Problem description: Print exactly, and only, the lines running from the line containing "Where can you spot the rusted" through the end of the records below.

^^^^^^^^

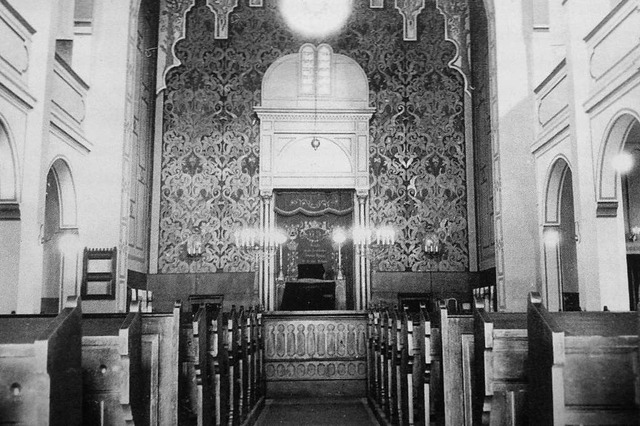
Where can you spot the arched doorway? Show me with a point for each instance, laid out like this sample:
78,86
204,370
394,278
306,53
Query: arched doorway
628,163
9,224
559,239
59,239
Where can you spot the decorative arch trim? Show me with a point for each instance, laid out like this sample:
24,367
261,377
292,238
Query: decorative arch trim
555,180
607,178
67,193
8,166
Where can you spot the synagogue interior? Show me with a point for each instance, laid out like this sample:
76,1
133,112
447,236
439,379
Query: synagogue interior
323,212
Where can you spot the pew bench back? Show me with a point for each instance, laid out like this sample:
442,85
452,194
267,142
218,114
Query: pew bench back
111,366
501,350
583,366
40,358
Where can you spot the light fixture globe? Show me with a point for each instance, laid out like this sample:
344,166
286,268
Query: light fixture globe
315,18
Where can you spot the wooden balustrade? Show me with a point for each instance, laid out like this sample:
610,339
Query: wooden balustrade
582,366
399,366
40,368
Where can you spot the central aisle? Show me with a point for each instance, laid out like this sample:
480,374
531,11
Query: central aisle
317,412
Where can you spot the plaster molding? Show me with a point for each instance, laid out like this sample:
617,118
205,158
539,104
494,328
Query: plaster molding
456,30
221,9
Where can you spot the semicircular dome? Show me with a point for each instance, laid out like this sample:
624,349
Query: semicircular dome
315,78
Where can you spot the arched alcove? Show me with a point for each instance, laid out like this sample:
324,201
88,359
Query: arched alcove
314,134
559,240
630,203
608,178
8,169
59,238
9,223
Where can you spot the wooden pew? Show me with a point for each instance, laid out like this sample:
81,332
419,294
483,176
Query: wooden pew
40,364
111,368
203,325
583,366
457,367
425,378
501,349
187,388
399,363
228,366
160,342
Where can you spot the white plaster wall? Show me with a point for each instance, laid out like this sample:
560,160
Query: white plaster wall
558,147
611,243
97,174
601,250
516,188
42,16
99,179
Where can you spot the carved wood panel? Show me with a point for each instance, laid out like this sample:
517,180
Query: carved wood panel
307,347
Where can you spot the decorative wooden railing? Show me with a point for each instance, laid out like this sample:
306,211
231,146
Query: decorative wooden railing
222,367
400,365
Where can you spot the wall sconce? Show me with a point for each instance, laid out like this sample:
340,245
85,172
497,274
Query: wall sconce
194,245
69,242
551,237
339,237
431,244
262,244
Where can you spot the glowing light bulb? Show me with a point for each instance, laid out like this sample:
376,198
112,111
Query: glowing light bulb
315,18
623,162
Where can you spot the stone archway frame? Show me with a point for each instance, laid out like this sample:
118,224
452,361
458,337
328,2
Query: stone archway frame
607,178
8,167
68,226
556,179
67,193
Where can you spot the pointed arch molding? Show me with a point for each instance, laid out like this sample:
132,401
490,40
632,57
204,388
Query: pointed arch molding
67,193
555,180
173,21
8,169
456,30
608,178
314,122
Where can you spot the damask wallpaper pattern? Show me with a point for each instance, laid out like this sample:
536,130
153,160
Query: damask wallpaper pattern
209,177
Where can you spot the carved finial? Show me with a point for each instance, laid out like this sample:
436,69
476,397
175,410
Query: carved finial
410,9
72,302
134,306
535,298
479,303
222,9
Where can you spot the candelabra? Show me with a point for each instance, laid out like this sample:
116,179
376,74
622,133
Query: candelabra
371,242
262,244
339,237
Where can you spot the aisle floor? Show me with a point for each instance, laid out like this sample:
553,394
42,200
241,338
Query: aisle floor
317,412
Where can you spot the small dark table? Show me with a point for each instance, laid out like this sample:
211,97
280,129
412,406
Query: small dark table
309,295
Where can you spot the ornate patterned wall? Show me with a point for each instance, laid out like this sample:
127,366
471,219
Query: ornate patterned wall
210,142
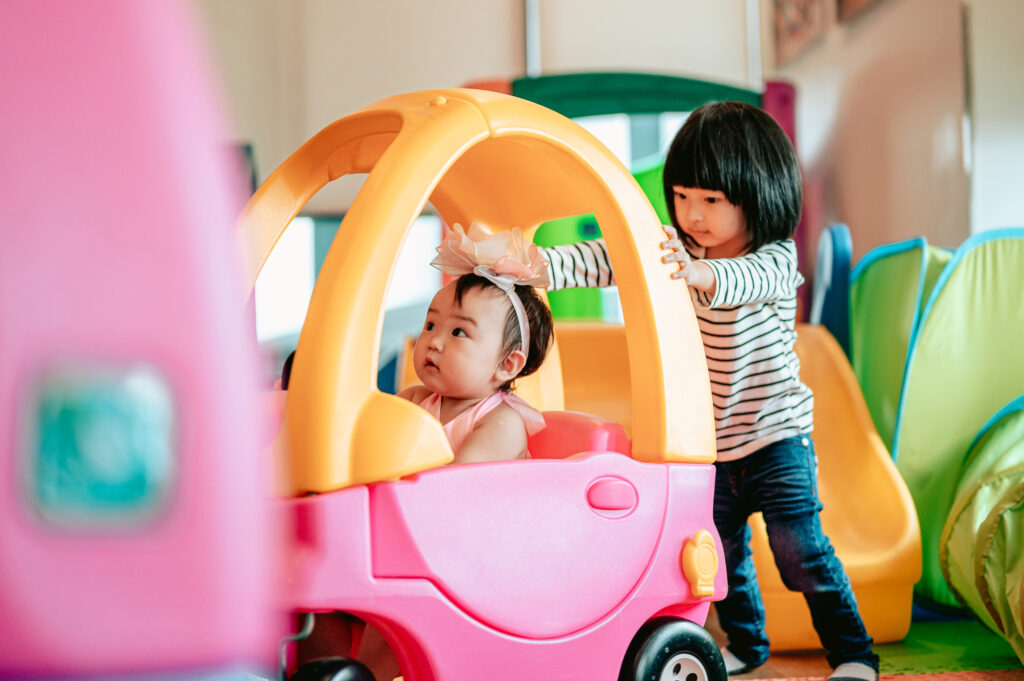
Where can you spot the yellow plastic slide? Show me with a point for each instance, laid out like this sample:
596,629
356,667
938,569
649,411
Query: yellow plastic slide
868,513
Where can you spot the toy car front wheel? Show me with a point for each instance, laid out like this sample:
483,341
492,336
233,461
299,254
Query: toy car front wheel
669,649
333,669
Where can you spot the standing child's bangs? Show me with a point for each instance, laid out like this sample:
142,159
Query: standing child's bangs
737,149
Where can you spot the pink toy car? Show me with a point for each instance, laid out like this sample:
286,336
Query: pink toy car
599,567
600,559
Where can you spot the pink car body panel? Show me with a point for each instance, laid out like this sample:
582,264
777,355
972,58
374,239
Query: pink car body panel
529,582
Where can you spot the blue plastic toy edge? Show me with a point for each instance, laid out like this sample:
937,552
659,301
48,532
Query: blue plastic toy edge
968,246
884,252
1014,406
836,307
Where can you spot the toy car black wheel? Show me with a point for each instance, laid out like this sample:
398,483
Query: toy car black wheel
333,669
669,649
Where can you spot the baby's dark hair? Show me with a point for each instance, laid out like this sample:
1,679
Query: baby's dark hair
737,149
542,328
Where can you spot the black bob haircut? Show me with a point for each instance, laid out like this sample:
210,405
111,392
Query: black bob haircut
542,328
737,149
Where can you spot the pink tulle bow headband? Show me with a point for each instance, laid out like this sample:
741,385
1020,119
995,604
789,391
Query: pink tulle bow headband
505,258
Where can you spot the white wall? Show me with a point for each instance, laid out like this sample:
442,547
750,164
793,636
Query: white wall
881,100
291,68
997,113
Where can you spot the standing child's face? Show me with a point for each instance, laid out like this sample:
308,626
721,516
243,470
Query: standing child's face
712,221
457,354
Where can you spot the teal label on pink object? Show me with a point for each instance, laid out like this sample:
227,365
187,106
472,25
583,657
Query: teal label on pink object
101,450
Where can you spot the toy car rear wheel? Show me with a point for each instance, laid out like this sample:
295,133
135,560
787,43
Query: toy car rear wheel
669,649
333,669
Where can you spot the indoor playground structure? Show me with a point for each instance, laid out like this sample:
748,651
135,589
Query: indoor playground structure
934,338
880,546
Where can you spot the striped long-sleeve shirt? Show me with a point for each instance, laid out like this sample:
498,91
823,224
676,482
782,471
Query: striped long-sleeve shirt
748,332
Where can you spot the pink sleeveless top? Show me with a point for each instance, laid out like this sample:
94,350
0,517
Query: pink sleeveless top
459,428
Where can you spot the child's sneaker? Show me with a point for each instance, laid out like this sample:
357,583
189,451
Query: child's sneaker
853,672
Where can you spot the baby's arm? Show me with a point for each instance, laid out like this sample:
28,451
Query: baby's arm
415,393
580,265
500,436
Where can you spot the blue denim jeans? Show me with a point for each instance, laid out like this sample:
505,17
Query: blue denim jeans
780,480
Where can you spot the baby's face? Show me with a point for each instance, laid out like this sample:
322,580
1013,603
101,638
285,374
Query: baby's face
458,352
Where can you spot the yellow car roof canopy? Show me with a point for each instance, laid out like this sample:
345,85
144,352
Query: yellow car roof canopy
475,156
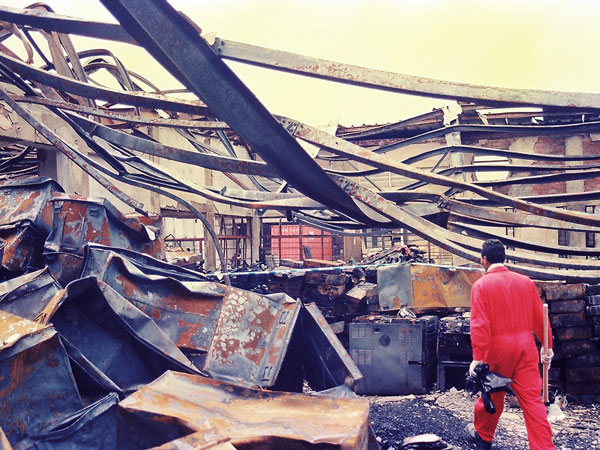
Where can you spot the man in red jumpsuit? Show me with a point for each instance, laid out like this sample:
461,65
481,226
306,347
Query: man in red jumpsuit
505,309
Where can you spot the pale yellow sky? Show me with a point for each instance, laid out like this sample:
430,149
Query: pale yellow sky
526,44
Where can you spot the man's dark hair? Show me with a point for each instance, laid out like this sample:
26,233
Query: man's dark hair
493,250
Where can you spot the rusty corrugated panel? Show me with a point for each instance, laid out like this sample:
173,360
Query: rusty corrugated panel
247,418
25,221
326,362
26,296
252,337
36,383
115,336
187,311
92,428
79,220
423,286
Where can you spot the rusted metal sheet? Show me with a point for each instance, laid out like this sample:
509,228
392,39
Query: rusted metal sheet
115,336
326,362
186,311
78,220
27,295
91,382
96,256
423,286
251,338
246,418
93,427
25,221
36,383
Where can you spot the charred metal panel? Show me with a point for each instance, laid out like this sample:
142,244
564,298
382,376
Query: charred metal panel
251,338
96,256
246,418
36,383
186,311
423,286
92,383
396,355
115,336
93,427
326,362
25,221
26,296
27,201
79,220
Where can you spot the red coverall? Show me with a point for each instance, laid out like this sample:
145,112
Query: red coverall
505,308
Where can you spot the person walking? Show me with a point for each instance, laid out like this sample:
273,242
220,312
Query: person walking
505,309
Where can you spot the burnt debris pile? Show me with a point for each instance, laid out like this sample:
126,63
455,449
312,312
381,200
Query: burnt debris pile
103,344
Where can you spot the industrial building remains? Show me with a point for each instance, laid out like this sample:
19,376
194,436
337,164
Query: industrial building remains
172,261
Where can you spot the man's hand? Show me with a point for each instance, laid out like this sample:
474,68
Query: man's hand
546,356
472,367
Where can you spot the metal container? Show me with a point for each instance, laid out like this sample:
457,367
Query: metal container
395,355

^^^^^^^^

Task output:
Where can you spot the rusted metal sheet? Show me with a point for each instance, laid out like this sample:
509,228
392,39
Query: rusted metal sheet
115,336
326,362
186,311
78,220
27,295
91,382
96,256
423,286
251,338
246,418
93,427
25,221
36,383
Where can you spot the charred metal panel? Show me with a point for each instance, laid out like this sample:
142,244
564,298
382,376
Query: charred metal panel
251,338
96,256
246,418
36,383
186,311
423,286
92,383
396,355
115,336
93,427
326,362
25,221
26,296
27,201
79,220
Where can you spot the red coverall? Show me with a point for each instance, laid out like this sample:
145,112
Query: red coverall
505,308
Where can you spot the person walking? Show me with a point for each instance, laid out like this sample:
273,242
220,312
Query: person walking
505,309
Where can you spot the burnt debris pile? Show me with a point for each instance, laid out like this sample:
126,63
455,449
312,312
381,200
Query: burnt debris pile
103,344
Where can you spot the industrial building remains? Show me with a point for each instance, laid out like this sample:
19,376
194,436
337,164
Query: industrial building remains
172,261
Where can you spot the man's hand? Show me with a point for each instance, laid out like this sample:
474,68
Query: man's hand
546,356
472,367
Where can you spot the metal container? Show me with a point for each instance, laid out like this sample:
457,367
Query: metal container
395,355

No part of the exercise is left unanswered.